_Exercise aim_
The records below are to be copied word for word, with every picture left out.

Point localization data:
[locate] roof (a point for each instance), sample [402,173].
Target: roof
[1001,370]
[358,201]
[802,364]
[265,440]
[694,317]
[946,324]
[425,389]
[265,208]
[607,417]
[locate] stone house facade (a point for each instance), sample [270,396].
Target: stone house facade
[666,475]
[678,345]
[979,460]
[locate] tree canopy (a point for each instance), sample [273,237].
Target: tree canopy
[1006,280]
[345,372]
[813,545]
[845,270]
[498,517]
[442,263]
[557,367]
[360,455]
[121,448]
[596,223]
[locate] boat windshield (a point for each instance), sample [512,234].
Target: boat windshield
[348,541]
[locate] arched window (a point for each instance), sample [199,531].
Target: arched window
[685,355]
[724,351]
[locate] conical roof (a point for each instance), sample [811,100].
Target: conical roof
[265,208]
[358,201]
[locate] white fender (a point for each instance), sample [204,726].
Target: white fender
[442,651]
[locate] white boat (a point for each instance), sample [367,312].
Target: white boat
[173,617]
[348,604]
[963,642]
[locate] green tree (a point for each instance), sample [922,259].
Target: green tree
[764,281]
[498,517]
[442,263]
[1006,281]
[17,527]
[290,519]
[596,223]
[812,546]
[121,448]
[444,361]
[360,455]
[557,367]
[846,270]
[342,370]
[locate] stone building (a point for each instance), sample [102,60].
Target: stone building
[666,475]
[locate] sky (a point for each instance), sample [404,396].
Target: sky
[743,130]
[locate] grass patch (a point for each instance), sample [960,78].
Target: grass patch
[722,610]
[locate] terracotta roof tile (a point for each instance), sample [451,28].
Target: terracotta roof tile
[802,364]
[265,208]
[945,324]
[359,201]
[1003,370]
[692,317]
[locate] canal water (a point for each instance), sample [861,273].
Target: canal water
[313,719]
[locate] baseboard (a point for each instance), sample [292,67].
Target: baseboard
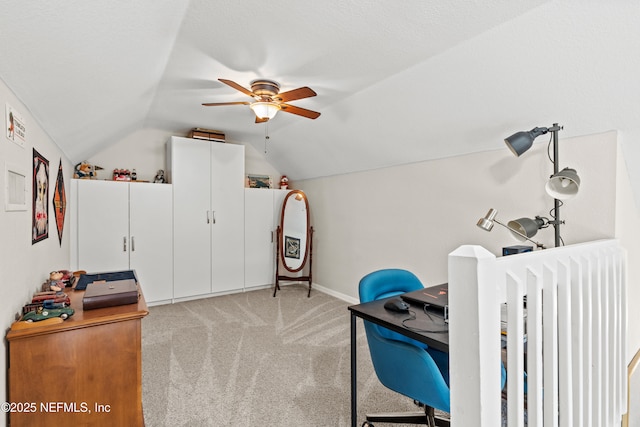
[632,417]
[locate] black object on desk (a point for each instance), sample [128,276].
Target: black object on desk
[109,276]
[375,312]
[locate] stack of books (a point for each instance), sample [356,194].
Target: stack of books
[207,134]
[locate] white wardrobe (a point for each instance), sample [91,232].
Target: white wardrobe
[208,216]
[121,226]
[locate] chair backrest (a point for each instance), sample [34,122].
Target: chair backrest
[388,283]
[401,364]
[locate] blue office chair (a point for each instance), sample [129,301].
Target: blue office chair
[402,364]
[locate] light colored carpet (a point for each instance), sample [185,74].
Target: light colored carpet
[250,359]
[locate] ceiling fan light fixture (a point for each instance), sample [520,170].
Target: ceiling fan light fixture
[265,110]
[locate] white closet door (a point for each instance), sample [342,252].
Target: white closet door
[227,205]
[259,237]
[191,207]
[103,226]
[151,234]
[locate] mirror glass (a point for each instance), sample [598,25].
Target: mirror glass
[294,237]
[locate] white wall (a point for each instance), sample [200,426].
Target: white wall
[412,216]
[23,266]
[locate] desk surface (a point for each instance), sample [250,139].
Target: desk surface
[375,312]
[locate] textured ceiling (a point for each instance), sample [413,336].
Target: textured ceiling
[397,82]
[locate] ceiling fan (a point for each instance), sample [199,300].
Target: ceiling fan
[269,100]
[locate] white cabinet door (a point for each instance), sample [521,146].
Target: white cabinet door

_Answer space_
[locate] roof (a point for each instance), sample [402,173].
Target: roof
[1001,370]
[358,201]
[802,364]
[265,440]
[694,317]
[946,324]
[425,389]
[265,208]
[607,417]
[locate] stone house facade (a point for each instance), sample [270,396].
Target: stone house facade
[666,475]
[678,345]
[979,460]
[locate] tree canopy (a point for each instance), sample [273,237].
Target: tree canopy
[1006,280]
[345,372]
[813,545]
[845,270]
[498,517]
[442,263]
[557,367]
[360,455]
[121,448]
[596,223]
[locate] boat windshield (a point for each instance), sample [512,234].
Target: boat windshield
[348,541]
[locate] arched window (a point for each instance), sample [199,531].
Target: arched window
[685,355]
[724,351]
[locate] conical roof (a point for each instance), sample [811,100].
Target: conical roof
[265,208]
[358,201]
[locate] white fender (a point for each instance), sample [204,726].
Target: white fender
[442,651]
[locate] white boat (a point for each instance), sample [367,312].
Target: white boat
[173,617]
[348,604]
[963,642]
[locate] green tree (a point for each instance), sample [922,259].
Target: green tree
[764,281]
[498,517]
[442,263]
[1006,281]
[17,527]
[290,519]
[596,223]
[812,546]
[121,448]
[444,361]
[360,455]
[557,367]
[846,270]
[342,370]
[locate] stone building (a point for each instance), sample [102,60].
Target: stone building
[666,475]
[locate] sky (a point for each instance), sample [404,396].
Target: sky
[743,130]
[locate] grass patch (a point for each instance), sample [960,78].
Target: grass patch
[722,610]
[locate] terracotta roof tile (a point for each instance), sample [451,28].
Target: terracotta roof tile
[802,364]
[265,208]
[945,324]
[359,201]
[1003,370]
[692,317]
[locate] canal water (a point for each instance), sample [861,273].
Target: canal water
[313,719]
[locate] baseboard (a point for each instance), sample [292,67].
Target: baseboard
[632,417]
[locate] black object on desk (a point for each instance), sample [128,276].
Target: black object on desk
[109,276]
[375,312]
[locate] stack of books (a point for each instance), sample [356,194].
Target: stack of books
[207,134]
[locate] white wardrobe (a point for each instance), sample [91,232].
Target: white wardrobe
[208,216]
[121,226]
[locate] chair backrest (a point for each instance), sample [34,122].
Target: chair backrest
[388,283]
[401,364]
[locate] blue office chair (a point for each instance), sample [129,301].
Target: blue office chair
[402,364]
[locate] light colored carpet (a point for each instance), sample [185,74].
Target: light colored carpet
[250,359]
[locate] ceiling fan light fixture (a point for each instance), sample [520,170].
Target: ceiling fan light fixture
[265,110]
[locate] white closet door (a point for each instance), sample [342,252].
Target: white closet door
[227,205]
[259,237]
[191,207]
[103,226]
[151,234]
[locate] mirror glass (a point for each instance), sample [598,25].
Target: mirror glass
[294,237]
[locate] white wall (a point for each instance), sample [200,426].
Target: white wall
[412,216]
[23,266]
[locate] desk surface (a point for each instance), sample [250,139].
Target: desk surface
[375,312]
[locate] textured ceiling (a point for each instance), sample [413,336].
Target: textured ceiling
[397,82]
[locate] ceiling fan (a point for each instance), sample [199,300].
Target: ceiling fan
[269,100]
[locate] white cabinet door (a point for each instance), sample [521,146].
Target: white cabinet door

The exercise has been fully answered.